• DATASET ROWS:

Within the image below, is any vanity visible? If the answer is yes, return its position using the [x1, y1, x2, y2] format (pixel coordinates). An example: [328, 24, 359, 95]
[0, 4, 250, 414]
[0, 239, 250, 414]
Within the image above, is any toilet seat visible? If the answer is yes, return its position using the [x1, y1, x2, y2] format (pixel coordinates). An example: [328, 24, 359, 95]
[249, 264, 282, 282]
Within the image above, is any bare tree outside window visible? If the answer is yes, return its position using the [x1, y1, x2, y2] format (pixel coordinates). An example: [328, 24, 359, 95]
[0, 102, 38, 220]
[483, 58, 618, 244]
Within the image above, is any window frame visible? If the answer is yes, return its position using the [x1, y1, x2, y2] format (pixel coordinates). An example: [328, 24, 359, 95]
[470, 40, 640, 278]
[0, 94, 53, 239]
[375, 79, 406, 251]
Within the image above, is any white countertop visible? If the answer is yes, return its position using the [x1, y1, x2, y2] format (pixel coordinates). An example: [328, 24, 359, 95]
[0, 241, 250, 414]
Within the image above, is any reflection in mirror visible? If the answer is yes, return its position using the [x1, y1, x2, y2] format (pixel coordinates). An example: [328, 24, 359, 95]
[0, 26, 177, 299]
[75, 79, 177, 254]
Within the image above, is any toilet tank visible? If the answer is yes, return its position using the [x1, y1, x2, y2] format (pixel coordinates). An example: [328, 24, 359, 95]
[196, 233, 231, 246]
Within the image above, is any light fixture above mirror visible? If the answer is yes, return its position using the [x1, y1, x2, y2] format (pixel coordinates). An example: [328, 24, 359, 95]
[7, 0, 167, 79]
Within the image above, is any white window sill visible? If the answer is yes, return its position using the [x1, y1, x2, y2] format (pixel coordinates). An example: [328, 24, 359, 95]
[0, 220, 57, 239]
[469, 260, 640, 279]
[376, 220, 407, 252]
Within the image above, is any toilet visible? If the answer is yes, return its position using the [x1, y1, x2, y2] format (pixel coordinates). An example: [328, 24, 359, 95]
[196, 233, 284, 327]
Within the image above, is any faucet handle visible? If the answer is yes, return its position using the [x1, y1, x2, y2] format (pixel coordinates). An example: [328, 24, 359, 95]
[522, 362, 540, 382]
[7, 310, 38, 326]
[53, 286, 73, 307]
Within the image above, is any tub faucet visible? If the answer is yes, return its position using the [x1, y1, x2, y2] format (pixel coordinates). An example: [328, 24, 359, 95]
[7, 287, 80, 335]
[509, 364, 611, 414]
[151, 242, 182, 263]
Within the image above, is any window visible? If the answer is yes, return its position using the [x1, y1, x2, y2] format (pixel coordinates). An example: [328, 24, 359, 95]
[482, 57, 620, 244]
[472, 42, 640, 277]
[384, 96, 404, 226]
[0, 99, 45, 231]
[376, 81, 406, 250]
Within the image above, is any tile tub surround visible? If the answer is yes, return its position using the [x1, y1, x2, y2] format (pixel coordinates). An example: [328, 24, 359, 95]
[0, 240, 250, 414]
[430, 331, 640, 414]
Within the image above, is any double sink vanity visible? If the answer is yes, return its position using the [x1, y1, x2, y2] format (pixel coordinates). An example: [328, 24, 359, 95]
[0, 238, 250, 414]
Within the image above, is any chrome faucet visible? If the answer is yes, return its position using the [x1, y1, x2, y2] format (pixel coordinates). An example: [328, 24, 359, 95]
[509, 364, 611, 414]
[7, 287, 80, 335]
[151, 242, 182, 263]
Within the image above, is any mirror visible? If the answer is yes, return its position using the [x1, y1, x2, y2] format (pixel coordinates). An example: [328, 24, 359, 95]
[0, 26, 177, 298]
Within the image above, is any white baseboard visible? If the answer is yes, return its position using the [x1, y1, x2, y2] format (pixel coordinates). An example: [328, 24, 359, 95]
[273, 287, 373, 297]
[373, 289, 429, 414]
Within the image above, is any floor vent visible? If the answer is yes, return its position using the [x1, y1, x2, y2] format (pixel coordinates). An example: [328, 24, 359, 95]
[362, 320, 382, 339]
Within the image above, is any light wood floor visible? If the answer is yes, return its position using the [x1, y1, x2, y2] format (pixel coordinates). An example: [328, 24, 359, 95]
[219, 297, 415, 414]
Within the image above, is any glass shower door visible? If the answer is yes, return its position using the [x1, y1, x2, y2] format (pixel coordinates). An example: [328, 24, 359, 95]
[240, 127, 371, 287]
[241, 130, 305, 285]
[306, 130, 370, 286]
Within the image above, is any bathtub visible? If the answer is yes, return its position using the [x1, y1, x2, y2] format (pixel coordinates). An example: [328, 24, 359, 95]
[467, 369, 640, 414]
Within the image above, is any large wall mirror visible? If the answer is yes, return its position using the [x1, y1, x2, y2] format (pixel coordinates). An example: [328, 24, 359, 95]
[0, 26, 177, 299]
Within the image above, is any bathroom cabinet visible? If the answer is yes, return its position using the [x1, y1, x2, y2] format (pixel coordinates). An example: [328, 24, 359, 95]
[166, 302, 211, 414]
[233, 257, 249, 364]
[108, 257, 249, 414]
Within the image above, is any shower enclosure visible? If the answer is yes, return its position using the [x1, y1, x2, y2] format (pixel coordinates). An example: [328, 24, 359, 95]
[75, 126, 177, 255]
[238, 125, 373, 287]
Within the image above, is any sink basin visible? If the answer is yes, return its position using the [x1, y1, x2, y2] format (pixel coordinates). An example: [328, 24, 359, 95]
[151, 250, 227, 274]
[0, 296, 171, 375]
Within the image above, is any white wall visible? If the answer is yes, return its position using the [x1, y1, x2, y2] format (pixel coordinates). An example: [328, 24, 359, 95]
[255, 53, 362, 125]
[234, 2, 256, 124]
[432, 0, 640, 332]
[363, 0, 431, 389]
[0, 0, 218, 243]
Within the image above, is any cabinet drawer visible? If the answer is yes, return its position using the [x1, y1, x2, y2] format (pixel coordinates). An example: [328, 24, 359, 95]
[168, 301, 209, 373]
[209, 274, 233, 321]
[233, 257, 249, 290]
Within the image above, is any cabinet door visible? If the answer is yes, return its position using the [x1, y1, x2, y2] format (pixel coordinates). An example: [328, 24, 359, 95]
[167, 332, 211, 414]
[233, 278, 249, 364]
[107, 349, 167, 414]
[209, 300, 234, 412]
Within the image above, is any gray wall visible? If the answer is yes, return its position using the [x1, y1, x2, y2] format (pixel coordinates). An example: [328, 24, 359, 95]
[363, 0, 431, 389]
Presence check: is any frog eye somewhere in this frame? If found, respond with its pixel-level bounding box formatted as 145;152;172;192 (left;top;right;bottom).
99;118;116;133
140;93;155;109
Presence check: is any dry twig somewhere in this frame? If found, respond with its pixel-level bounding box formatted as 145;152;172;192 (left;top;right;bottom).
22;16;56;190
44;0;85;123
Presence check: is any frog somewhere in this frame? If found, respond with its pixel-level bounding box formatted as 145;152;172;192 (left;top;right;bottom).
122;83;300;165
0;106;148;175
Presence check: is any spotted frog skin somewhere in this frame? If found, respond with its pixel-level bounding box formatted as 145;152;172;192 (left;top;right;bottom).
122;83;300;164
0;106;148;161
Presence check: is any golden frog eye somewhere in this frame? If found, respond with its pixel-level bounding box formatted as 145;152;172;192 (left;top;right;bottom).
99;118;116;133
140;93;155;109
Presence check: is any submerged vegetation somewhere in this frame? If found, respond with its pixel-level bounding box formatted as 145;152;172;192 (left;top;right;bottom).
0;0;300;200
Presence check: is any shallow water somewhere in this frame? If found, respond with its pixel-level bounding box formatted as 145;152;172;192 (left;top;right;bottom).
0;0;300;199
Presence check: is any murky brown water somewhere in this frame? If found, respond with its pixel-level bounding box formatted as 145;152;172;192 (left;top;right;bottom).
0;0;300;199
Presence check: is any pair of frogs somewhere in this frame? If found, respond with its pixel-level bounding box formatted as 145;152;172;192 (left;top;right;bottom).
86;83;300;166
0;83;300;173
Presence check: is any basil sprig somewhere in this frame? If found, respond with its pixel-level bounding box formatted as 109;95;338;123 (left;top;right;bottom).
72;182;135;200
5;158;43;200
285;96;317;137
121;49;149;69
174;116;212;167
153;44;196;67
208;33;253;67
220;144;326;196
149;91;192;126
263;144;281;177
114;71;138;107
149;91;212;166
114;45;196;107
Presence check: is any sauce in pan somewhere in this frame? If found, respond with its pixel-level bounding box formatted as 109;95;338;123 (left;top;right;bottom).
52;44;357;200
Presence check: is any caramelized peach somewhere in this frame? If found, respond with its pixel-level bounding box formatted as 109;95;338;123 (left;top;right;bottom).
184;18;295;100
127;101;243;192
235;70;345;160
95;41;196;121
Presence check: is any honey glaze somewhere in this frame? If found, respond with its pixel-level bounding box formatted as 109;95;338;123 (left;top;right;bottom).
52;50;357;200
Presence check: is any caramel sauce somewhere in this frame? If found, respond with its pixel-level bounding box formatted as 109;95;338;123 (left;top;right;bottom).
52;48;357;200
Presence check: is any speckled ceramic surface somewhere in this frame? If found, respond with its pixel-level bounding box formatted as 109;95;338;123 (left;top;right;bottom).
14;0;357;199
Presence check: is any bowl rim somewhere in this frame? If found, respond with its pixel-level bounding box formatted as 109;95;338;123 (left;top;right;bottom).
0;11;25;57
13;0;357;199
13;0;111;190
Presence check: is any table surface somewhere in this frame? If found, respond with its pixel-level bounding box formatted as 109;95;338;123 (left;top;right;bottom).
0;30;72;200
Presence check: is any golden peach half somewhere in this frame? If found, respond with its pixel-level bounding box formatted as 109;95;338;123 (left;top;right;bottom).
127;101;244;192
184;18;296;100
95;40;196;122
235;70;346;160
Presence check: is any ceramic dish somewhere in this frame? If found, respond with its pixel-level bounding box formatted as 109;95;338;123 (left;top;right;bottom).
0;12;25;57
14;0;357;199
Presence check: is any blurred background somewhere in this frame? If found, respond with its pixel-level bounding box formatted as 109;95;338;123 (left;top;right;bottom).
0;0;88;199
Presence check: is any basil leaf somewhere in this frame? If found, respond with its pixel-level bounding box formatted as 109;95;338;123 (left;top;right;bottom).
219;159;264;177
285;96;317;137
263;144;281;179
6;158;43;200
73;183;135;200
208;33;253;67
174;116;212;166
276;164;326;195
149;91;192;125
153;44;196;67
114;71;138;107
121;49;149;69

• YOUR OBJECTIVE:
Gather every line in the entries above that contains the string "wall". Case matters.

• TASK RESPONSE:
Within the image above, is any large wall mirror visible? If the answer is yes, return its position using the [x1, y1, x2, y2] format (pixel coordinates). An example: [328, 24, 359, 95]
Within the image above, is any white wall visible? If the answer is yes, return its position using the [x1, y1, x2, y2] format (pixel coordinates). An example: [328, 24, 359, 95]
Within the image above, is any gray wall visible? If the answer is yes, return its position using the [x1, y1, x2, y2] format (pixel coordinates). An example: [328, 24, 359, 95]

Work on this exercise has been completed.